[Pointing and labeling entries]
* begin *

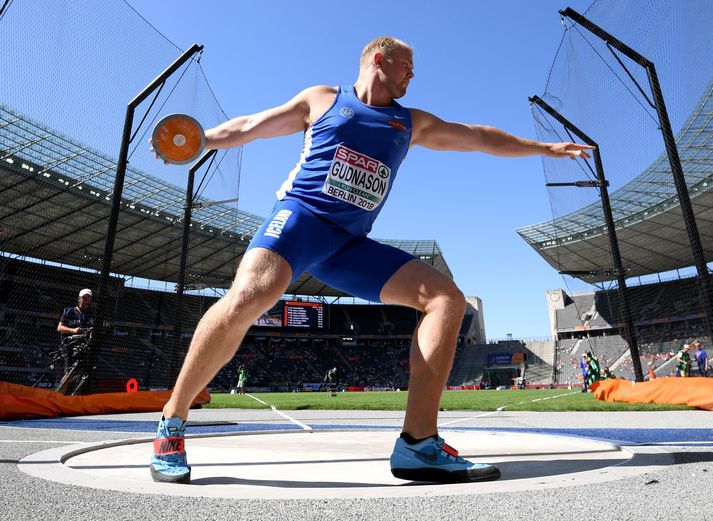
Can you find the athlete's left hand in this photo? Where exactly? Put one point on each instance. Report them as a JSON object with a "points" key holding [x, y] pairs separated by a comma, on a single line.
{"points": [[571, 150]]}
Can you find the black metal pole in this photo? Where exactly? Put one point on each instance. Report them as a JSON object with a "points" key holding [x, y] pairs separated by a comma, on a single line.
{"points": [[629, 333], [103, 298], [684, 199], [175, 357]]}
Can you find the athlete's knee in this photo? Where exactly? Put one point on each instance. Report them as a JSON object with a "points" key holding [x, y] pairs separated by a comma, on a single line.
{"points": [[248, 302], [448, 298]]}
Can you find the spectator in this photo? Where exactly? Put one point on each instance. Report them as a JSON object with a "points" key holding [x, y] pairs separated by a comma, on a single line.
{"points": [[594, 370], [701, 358], [75, 320], [683, 361], [242, 379], [584, 366]]}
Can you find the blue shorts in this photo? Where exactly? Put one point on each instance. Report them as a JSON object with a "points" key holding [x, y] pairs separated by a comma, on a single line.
{"points": [[354, 264]]}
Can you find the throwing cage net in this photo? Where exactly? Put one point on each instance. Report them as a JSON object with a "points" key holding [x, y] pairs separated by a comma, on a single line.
{"points": [[655, 297]]}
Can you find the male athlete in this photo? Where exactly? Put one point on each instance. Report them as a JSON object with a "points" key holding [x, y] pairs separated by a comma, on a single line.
{"points": [[355, 138]]}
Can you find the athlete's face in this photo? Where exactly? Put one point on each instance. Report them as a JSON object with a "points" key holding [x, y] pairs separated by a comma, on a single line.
{"points": [[397, 71], [84, 301]]}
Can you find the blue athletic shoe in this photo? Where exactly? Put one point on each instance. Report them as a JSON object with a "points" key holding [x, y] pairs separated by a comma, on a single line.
{"points": [[433, 460], [168, 463]]}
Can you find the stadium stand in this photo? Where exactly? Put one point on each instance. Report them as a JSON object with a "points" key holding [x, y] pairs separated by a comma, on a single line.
{"points": [[373, 355], [662, 318]]}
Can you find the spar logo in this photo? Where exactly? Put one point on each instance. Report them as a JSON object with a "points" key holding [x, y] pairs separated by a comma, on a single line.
{"points": [[357, 179]]}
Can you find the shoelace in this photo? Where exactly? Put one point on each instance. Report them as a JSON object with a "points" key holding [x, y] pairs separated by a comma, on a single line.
{"points": [[442, 445]]}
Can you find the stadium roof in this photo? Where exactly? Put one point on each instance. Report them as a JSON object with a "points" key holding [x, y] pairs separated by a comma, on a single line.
{"points": [[650, 229], [55, 195]]}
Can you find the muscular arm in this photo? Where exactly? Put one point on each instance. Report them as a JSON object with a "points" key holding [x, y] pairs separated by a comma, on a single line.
{"points": [[293, 116], [432, 132]]}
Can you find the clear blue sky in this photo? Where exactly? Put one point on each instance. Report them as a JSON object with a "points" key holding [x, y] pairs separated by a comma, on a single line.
{"points": [[475, 62]]}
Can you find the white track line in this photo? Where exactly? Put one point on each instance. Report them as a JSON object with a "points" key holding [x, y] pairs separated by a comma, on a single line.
{"points": [[296, 422], [499, 409], [41, 441]]}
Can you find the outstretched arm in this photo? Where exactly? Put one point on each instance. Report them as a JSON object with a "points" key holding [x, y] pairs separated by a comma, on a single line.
{"points": [[432, 132], [293, 116]]}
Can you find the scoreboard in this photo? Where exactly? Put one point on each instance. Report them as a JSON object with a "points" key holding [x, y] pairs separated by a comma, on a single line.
{"points": [[307, 315]]}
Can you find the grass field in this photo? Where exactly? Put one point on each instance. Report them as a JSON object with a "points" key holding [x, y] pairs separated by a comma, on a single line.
{"points": [[512, 400]]}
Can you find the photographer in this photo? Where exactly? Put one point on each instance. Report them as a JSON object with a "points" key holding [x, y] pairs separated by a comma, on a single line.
{"points": [[74, 321]]}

* end *

» Exercise directions
In your copy of the listing above, reproduce each line exactly and omit all pictures.

» Written solution
Can you find the athlete's left hand in this photo? Where exactly? Put one point on each instance. Report them as a JSON object with a "points" key holding [x, y] pairs separated by a comma, on a single line.
{"points": [[571, 150]]}
Can you find the black metal pole in this photo? Where exactly? Put one point on each instance. Report them as a JSON object with a "points" key holding [x, y] pairs separated by a comma, on a single line.
{"points": [[629, 333], [103, 298], [684, 199], [175, 357]]}
Can you find the athlete's knee in this photo? Where exactly? Put one point on each instance. Report them as a JSON object with a "points" key holding [x, y] pairs separated by a comma, on a single line.
{"points": [[248, 302], [448, 298]]}
Can you find the spectator in this photo? Where exactly? Put one point on each instance. Report them as a JSON object with a "points" key holding [x, y] pairs separated by a comma, on a single line.
{"points": [[594, 370], [701, 358], [75, 320], [683, 361], [242, 379], [584, 366]]}
Can you find the blue shorts in this photo? Where exactly? Put one point on each instance. Report them as a JSON object with a "points" key holding [x, y] pairs separated by a comma, on a single line.
{"points": [[354, 264]]}
Can you find the throwing cage net in this photo? Where exactly? Put one point on each instance. Report them as a JSON object with a "points" key holding [x, y] pairs separated by a comma, on a single line.
{"points": [[655, 297]]}
Can you find the male athlete in this photo? Where exactly? Put one point on each instance. Report them as a JSON object with a "points" key holding [x, y] pairs separated by a comma, on a single line.
{"points": [[355, 138]]}
Can you find the athlete's face in this photo? Where exactly? Put one point on each instance. Report them as a JSON object with a "points" key holding [x, y] pairs separated by a comma, on a single line.
{"points": [[397, 71], [84, 301]]}
Can you find the blue athletic shoe in this photo? Where exactly? Put one point on each instance. Report them as a JSON object with a "points" key holding [x, y] pairs separated by a comma, on a single line.
{"points": [[433, 460], [168, 463]]}
Can you find the stadium stand in this photo? Where exactly? Put one point on each instance. Report them as a JSON object with a "points" key holding [x, y] pairs separated by a comma, on a single line.
{"points": [[373, 355], [662, 318]]}
Can you find the spar logo in this photo? Where exactly? Put one point on each instance. Report them as a JSON object with a "points" key holding [x, y] pairs separated by a comma, on a single line.
{"points": [[357, 179]]}
Can you find the shoelace in this photo? Where exactly? Put one point on each instance. Report them as a JSON object with a "points" key holding [x, y] pairs separated by a comma, on a single line.
{"points": [[442, 445]]}
Can you find the stadium roof in this photo? Where exactly? Put one point on each instance. Report them as a JSON object with a "points" key holding [x, y] pairs separated by a comma, on a single line.
{"points": [[650, 229], [55, 195]]}
Can you find the muscular arm in this photo? Where exactly? Put one point on each instance. Report them as a JSON object with a "points" key holding [x, y] pairs separated by a comma, on a single line.
{"points": [[293, 116], [432, 132]]}
Can you find the clear blue sky in this photo? Where exactly? Put one point on each instance. Report them as a JSON object with a "points" key holding [x, y] pairs separated by a comma, on a single line.
{"points": [[475, 62]]}
Can you find the white track line in this photo? Where exactly? Put one point on each instance. Report them as a JSON object with a "points" key holding [x, y] pairs separated by a comma, on a single line.
{"points": [[296, 422], [499, 409], [41, 441]]}
Can you find the outstretched arm in this photo? Where exactly? Put one point on each instance. Report them as a JSON object with a "points" key holding [x, y] pairs separated by a comma, on a single line.
{"points": [[432, 132], [293, 116]]}
Can you find the scoreboard in this photo? Where exactly? Put one point on each instance. Report them as a JSON object with a "points" key holding [x, y] pairs separated by a comma, on a single line.
{"points": [[307, 315]]}
Can you find the grass field in this photo? Where exactly? Put one point on each instance. Report them as a JSON object with a "points" key holding [x, y] pairs separated by a comma, on a single line.
{"points": [[512, 400]]}
Can you find the photographer in this photo? Where exactly? Put one point on each instance. Report them as a JSON object with a "points" key holding [x, y] pairs separated by a comma, on a single line.
{"points": [[74, 321]]}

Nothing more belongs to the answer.